Assigned task – Write out all entries word for word.

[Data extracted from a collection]
========================================
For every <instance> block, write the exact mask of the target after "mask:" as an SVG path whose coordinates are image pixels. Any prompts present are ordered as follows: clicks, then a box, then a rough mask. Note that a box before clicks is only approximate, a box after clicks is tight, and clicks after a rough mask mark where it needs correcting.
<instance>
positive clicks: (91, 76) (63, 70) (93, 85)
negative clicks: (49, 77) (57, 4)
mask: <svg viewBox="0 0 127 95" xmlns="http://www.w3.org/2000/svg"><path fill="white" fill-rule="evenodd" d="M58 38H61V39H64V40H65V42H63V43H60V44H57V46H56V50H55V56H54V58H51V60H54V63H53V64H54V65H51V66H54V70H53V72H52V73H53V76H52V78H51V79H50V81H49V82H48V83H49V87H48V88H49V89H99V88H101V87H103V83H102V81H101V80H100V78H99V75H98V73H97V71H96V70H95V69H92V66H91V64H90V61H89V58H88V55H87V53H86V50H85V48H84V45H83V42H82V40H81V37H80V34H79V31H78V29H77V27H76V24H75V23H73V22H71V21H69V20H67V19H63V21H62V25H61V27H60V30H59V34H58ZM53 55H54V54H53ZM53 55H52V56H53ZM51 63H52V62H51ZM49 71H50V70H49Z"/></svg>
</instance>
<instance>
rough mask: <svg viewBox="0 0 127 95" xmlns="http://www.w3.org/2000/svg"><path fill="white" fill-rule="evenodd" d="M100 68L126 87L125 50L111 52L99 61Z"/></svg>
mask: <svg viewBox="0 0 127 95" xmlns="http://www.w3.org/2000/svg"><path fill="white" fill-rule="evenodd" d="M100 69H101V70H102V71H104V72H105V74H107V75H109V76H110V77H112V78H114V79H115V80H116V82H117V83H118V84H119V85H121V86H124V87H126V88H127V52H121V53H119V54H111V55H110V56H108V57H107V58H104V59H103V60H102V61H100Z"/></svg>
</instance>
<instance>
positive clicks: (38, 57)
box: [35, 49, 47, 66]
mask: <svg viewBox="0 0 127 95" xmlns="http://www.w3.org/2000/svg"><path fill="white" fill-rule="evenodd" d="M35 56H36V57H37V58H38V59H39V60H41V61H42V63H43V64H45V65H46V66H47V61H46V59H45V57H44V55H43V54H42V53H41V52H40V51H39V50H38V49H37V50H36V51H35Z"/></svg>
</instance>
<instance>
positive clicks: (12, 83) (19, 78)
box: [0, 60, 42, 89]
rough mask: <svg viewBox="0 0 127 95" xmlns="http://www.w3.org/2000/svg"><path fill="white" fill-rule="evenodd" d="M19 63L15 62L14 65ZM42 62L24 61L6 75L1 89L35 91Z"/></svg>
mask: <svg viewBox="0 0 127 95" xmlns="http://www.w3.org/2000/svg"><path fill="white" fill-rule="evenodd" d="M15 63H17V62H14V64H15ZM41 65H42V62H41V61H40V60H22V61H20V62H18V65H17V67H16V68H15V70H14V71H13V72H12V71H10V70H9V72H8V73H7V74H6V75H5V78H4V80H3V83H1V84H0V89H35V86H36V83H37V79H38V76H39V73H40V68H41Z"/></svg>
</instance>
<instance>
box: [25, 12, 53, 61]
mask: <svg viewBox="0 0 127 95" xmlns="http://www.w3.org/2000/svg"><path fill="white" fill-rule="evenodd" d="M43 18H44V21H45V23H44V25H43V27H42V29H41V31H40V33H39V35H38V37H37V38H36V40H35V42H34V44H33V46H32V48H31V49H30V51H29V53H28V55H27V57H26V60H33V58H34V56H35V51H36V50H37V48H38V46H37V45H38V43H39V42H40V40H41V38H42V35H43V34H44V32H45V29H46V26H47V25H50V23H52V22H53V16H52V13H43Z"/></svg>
========================================
Output of the exercise –
For every <instance> block, write the exact mask of the target after "mask:" as an SVG path whose coordinates are image pixels. Any prompts present are ordered as follows: clicks, then a box, then a rough mask. Note that a box before clicks is only approximate, a box after clicks is tight, and clicks after a rough mask mark where it needs correcting.
<instance>
positive clicks: (91, 76) (63, 70) (93, 85)
negative clicks: (49, 77) (57, 4)
mask: <svg viewBox="0 0 127 95" xmlns="http://www.w3.org/2000/svg"><path fill="white" fill-rule="evenodd" d="M58 38H61V39H64V40H65V42H63V43H60V44H57V46H56V50H55V56H54V58H51V60H54V63H53V64H54V65H51V66H54V70H53V72H52V73H53V76H52V78H51V79H50V81H49V82H48V83H49V87H48V88H49V89H99V88H101V87H103V83H102V81H101V80H100V78H99V75H98V73H97V71H96V70H95V69H92V66H91V64H90V61H89V58H88V55H87V53H86V50H85V48H84V45H83V42H82V40H81V37H80V34H79V31H78V29H77V27H76V24H75V23H73V22H71V21H69V20H67V19H63V21H62V25H61V27H60V30H59V34H58ZM53 55H54V54H53ZM53 55H52V56H53ZM51 63H52V62H51ZM49 71H50V70H49Z"/></svg>
</instance>
<instance>
rough mask: <svg viewBox="0 0 127 95" xmlns="http://www.w3.org/2000/svg"><path fill="white" fill-rule="evenodd" d="M100 68L126 87L125 50L111 52L99 61Z"/></svg>
mask: <svg viewBox="0 0 127 95" xmlns="http://www.w3.org/2000/svg"><path fill="white" fill-rule="evenodd" d="M100 69H101V70H102V71H104V72H105V74H107V75H109V76H110V77H112V78H114V79H115V80H116V82H117V83H118V84H119V85H121V86H124V87H126V88H127V52H121V53H119V54H111V55H110V56H108V57H107V58H104V59H103V60H102V61H100Z"/></svg>
</instance>
<instance>
positive clicks: (38, 57)
box: [35, 49, 47, 66]
mask: <svg viewBox="0 0 127 95" xmlns="http://www.w3.org/2000/svg"><path fill="white" fill-rule="evenodd" d="M35 56H36V57H37V58H38V59H39V60H41V61H42V63H43V64H45V65H46V66H47V61H46V59H45V57H44V55H43V54H42V53H41V52H40V51H39V50H38V49H37V50H36V51H35Z"/></svg>
</instance>
<instance>
positive clicks: (12, 83) (19, 78)
box: [0, 60, 42, 89]
rough mask: <svg viewBox="0 0 127 95" xmlns="http://www.w3.org/2000/svg"><path fill="white" fill-rule="evenodd" d="M19 63L15 62L14 65ZM42 62L24 61L6 75L1 89L35 91Z"/></svg>
mask: <svg viewBox="0 0 127 95" xmlns="http://www.w3.org/2000/svg"><path fill="white" fill-rule="evenodd" d="M15 63H17V62H14V64H15ZM41 65H42V62H41V61H40V60H22V61H20V62H18V65H17V67H16V68H15V70H14V71H13V72H12V71H10V70H9V72H8V73H7V74H6V75H5V78H4V80H3V83H1V84H0V89H35V86H36V83H37V79H38V76H39V73H40V68H41Z"/></svg>
</instance>
<instance>
box: [25, 12, 53, 61]
mask: <svg viewBox="0 0 127 95" xmlns="http://www.w3.org/2000/svg"><path fill="white" fill-rule="evenodd" d="M43 18H44V21H45V23H44V25H43V27H42V29H41V31H40V33H39V35H38V37H37V38H36V40H35V42H34V44H33V46H32V48H31V49H30V51H29V53H28V55H27V57H26V60H33V58H34V56H35V51H36V50H37V48H38V46H37V45H38V43H39V42H40V40H41V38H42V35H43V34H44V32H45V29H46V26H47V25H50V23H52V22H53V16H52V13H43Z"/></svg>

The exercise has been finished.